PASSAGE CITÉ:
====
Une large part de la pratique du droit est la lutte contre le défaut d’univocité de la langue utilisée ou, il faut bien le dire, trop souvent l’exploitation de cette absence d’univocité.

Il est évident que l’univocité d’un discours ou d’un écrit se dégrade redoutablement dès que son auteur utilise une langue qui lui est étrangère. Le choix de la ou des langues sélectionnée(s) pour organiser un ensemble contractuel est donc un élément déterminant de la qualité de cet ensemble contractuel, c’est-à-dire du degré de prédictibilité de ses conséquences juridiques et de la facilité d’obtention de ces conséquences.

En termes concrets, dans le domaine contractuel, la langue est le moyen d’expression :

- de la volonté des parties exprimée par le contrat,

- des choix de la collectivité exprimés par la loi qui régit le contrat,

- de l’ensemble des documents qui vont permettre, en cas de difficulté, d’apprécier les positions et comportements respectifs des parties en cause,

- des explications écrites que les parties donneront à leur juge,

- de la communication entre tous les participants au processus d’interprétation judiciaire du contrat,

- de la décision des juges.

Il est clair que l’interprétation par un juge d’un contrat qui n’est pas rédigé dans sa langue et, a fortiori, par référence à un droit qui lui est étranger, constitue un exercice qui, pour être de plus en plus fréquent, n’en n’introduit pas moins un caractère hautement aléatoire dans l'interprétation des contrats.

Le problème est d’autant plus aigu que la bonne traduction juridique est extrêmement rare sinon impossible. En effet, d’une part, les langues à mettre en relation ne comportent souvent pas de concepts identiques, ni même similaires, et d’autre part, trop rares sont ceux qui, étant non seulement bilingues mais également experts dans les concepts juridiques de deux pays différents, se consacrent à la traduction juridique.

La transformation de l’ensemble contractuel en tour de Babel est évidemment un allié puissant de la mauvaise foi car elle fait obstacle à une exécution rapide et prévisible des contrats.

RÈGLES PROPOSÉES POUR UN BON ORDRE JURIDIQUE :

Afin de réduire les inconvénients ci-dessus décrits, il est proposé de respecter pour chaque contrat la triple unité de la langue :

- du contrat,

- du droit applicable,

- du procès (écritures, débats et plaidoiries, décision).

Cette triple unité assure une cohérence entre l’expression des concepts correspondant à la volonté et leur traduction en termes juridiques.

Bien entendu, la langue du contrat et le droit qui lui est applicable devraient être ceux du pays d’exécution du contrat, ou, en cas de pluralité de pays, de celui où le risque de voir surgir une difficulté d’exécution est le plus apparent.

Une fois définis les domaines contractuels dans lesquels la fixation d’une telle norme est souhaitable, il devrait être envisagé d’en rendre l’usage obligatoire en Europe, par la voie d’une directive européenne.
====
LIGNES DE DONNÉES:
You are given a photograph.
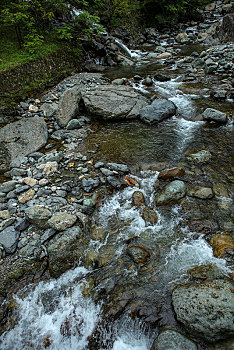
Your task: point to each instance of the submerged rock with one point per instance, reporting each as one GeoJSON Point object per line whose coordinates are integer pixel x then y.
{"type": "Point", "coordinates": [111, 102]}
{"type": "Point", "coordinates": [173, 340]}
{"type": "Point", "coordinates": [159, 109]}
{"type": "Point", "coordinates": [68, 106]}
{"type": "Point", "coordinates": [221, 243]}
{"type": "Point", "coordinates": [38, 215]}
{"type": "Point", "coordinates": [138, 199]}
{"type": "Point", "coordinates": [149, 216]}
{"type": "Point", "coordinates": [212, 115]}
{"type": "Point", "coordinates": [202, 192]}
{"type": "Point", "coordinates": [64, 251]}
{"type": "Point", "coordinates": [200, 157]}
{"type": "Point", "coordinates": [171, 193]}
{"type": "Point", "coordinates": [24, 137]}
{"type": "Point", "coordinates": [206, 309]}
{"type": "Point", "coordinates": [170, 173]}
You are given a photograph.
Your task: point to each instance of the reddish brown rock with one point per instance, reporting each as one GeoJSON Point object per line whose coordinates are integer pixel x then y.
====
ÉNONCÉ: D'après le passage cité, quelle triple unité de la langue propose-t-on de respecter pour chaque contrat ?

CORRIGÉ: Celle du contrat, du droit applicable et du procès.